Página
● ● ● ● ● ● ●
06/12/2019

Pepe Malone

Pau para toda a obra





É o sonho de muitos autores: ter uma personagem - nalguns casos, um herói - que permita contar todo o tipo de histórias, independentemente do género ou da época.

Pepe Malone, criação de Leopoldo Sánchez, enquanto elemento unificador, serve de alguma forma esse desígnio nas duas narrativas deste álbum que, na verdade, tanto podem ser encaradas sob esse prisma como sendo dois extremos de uma (extensa?) linha temporal.
Comecemos pela segunda, Una casa de reposo em las afueras, em que encontramos um jovem Malone, recém-formado e sofrendo a perda recente do pai, a viver ainda em casa da mãe (que se quer ver livre dele…) e se entrega à preguiça e à depressão. Como único prazer - e imagem de marca que já imagino alguns a repudiar, entre benzeduras ou activismo ecológico exacerbado - tem o vício do tabaco.
Convencido pela mãe a passar algum tempo numa casa de repouso, com o fito de se (re)encontrar e recuperar o gosto pela vida, conforme vai conhecendo os outros hóspedes - Picasso, Bonaparte, Churchill… - descobre que se encontra num verdadeiro manicómio, que, a alguns - menos malucos! - serve de cobertura para negócios ilegais e falsificação de obras de arte.
Relato policial, com retoques de humor negro e crónica social, apesar de vir em segundo lugar, esta narrativa serve - serve? - para apresentar de forma mais completa Malone aos seus leitores, como alguém incapaz de se afirmar, um eterno perdedor, mesmo quando tudo aponta - parece apontar… - para o seu sucesso.
● ● ● ● ● ● ●
Objetivo A
Reescreva como lista numerada as linhas da listagem desde a linha que contém "the front bumper." até à linha que contém "[494,232,663,268]", inclusive, sem as linhas em branco.

Itens listados num conjunto de dados:
● ● ● ● ● ● ●
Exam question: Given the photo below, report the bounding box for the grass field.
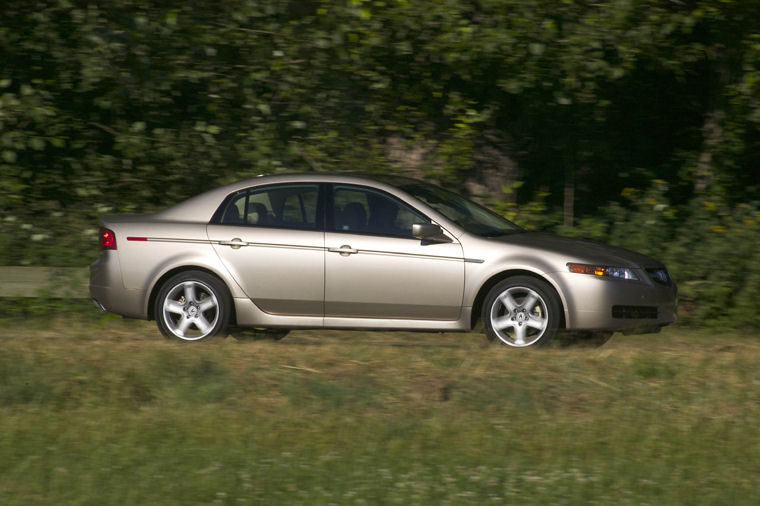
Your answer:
[0,317,760,505]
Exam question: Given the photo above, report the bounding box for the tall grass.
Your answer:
[0,321,760,505]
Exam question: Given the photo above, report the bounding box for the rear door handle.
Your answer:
[327,244,359,257]
[219,237,248,249]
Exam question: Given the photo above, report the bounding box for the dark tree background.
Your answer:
[0,0,760,327]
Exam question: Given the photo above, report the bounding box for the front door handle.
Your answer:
[219,237,248,249]
[327,244,359,257]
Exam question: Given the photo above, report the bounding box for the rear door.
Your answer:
[208,183,325,316]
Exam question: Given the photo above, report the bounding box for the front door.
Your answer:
[325,185,464,320]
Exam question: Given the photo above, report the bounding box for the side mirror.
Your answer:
[412,223,452,242]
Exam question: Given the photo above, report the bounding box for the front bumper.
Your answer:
[553,272,678,332]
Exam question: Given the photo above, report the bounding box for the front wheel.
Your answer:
[482,276,560,348]
[155,271,232,341]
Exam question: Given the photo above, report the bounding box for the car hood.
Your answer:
[494,232,663,268]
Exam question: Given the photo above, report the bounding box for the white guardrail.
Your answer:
[0,266,90,299]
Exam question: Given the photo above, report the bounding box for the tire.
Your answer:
[482,276,560,348]
[155,271,232,341]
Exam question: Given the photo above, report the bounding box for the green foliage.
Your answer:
[0,0,760,328]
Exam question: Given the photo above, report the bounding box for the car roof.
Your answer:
[154,172,437,222]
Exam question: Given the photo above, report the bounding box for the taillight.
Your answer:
[99,228,116,250]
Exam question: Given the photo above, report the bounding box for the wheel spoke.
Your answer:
[184,282,195,303]
[198,297,217,313]
[525,316,548,330]
[164,300,184,314]
[491,316,515,330]
[514,325,525,346]
[175,318,190,337]
[499,292,518,313]
[194,315,211,335]
[520,293,538,311]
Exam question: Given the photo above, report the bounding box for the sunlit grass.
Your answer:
[0,319,760,505]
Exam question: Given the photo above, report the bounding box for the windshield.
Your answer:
[398,182,523,237]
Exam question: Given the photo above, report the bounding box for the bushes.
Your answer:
[536,180,760,329]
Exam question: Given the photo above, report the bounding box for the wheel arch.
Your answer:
[148,265,237,325]
[470,269,566,328]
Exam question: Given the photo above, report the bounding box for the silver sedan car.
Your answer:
[90,174,676,347]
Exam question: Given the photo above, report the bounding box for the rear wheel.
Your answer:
[482,276,560,348]
[155,271,232,341]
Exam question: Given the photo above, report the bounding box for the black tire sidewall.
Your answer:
[154,271,232,342]
[481,276,561,348]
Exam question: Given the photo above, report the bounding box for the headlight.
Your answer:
[567,263,639,281]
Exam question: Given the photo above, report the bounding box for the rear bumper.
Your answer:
[90,251,148,319]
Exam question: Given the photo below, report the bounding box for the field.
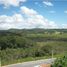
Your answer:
[0,29,67,65]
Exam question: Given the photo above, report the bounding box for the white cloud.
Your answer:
[43,1,53,6]
[0,6,57,29]
[0,0,26,7]
[49,10,56,14]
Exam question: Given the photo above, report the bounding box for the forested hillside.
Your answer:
[0,29,67,65]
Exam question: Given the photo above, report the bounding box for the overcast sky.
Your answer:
[0,0,67,30]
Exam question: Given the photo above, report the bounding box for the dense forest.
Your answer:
[0,29,67,65]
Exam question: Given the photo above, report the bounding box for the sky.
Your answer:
[0,0,67,30]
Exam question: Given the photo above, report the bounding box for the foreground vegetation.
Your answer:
[0,29,67,65]
[52,56,67,67]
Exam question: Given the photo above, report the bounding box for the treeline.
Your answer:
[0,29,67,65]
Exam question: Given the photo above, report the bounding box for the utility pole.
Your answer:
[52,50,54,59]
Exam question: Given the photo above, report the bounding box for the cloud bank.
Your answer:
[0,6,58,29]
[0,0,26,7]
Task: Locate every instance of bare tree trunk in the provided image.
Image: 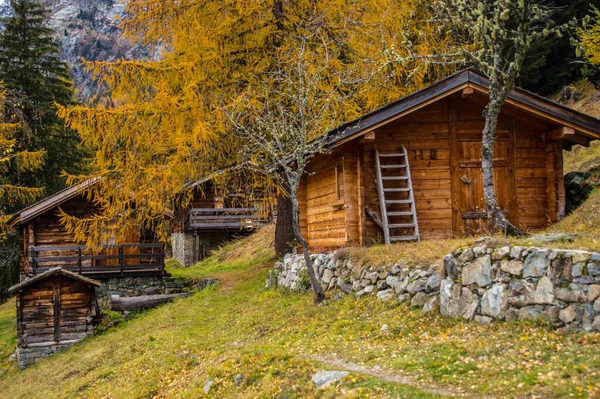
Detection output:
[275,180,296,256]
[481,87,525,236]
[290,188,325,303]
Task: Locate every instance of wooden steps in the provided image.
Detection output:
[375,147,420,244]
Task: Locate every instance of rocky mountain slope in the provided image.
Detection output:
[0,0,156,101]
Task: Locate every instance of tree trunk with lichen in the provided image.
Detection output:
[290,184,325,303]
[275,184,296,256]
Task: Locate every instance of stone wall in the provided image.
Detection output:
[171,231,239,267]
[267,243,600,331]
[96,276,192,309]
[171,233,196,267]
[17,344,72,370]
[440,245,600,331]
[267,252,444,311]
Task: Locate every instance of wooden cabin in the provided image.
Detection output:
[11,181,164,279]
[298,69,600,251]
[9,267,101,369]
[171,178,276,266]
● ● ● ● ● ● ●
Objetivo B
De acordo com a página sobre Pepe Malone, por que razão vai Malone passar algum tempo numa casa de repouso? Responda em uma a três frases.

Resposta completa A
1. Exam question: Given the photo above, report the bounding box for the front bumper.
2. Your answer:
3. [553,272,678,332]
4. Exam question: Given the photo above, report the bounding box for the front wheel.
5. Your answer:
6. [482,276,560,348]
7. [155,271,232,341]
8. Exam question: Given the photo above, report the bounding box for the car hood.
9. Your answer:
10. [494,232,663,268]

Resposta completa B
Malone vai para a casa de repouso convencido pela mãe, com o propósito de se (re)encontrar e recuperar o gosto pela vida. Nessa altura vivia ainda em casa da mãe e entregava-se à preguiça e à depressão, depois da perda recente do pai.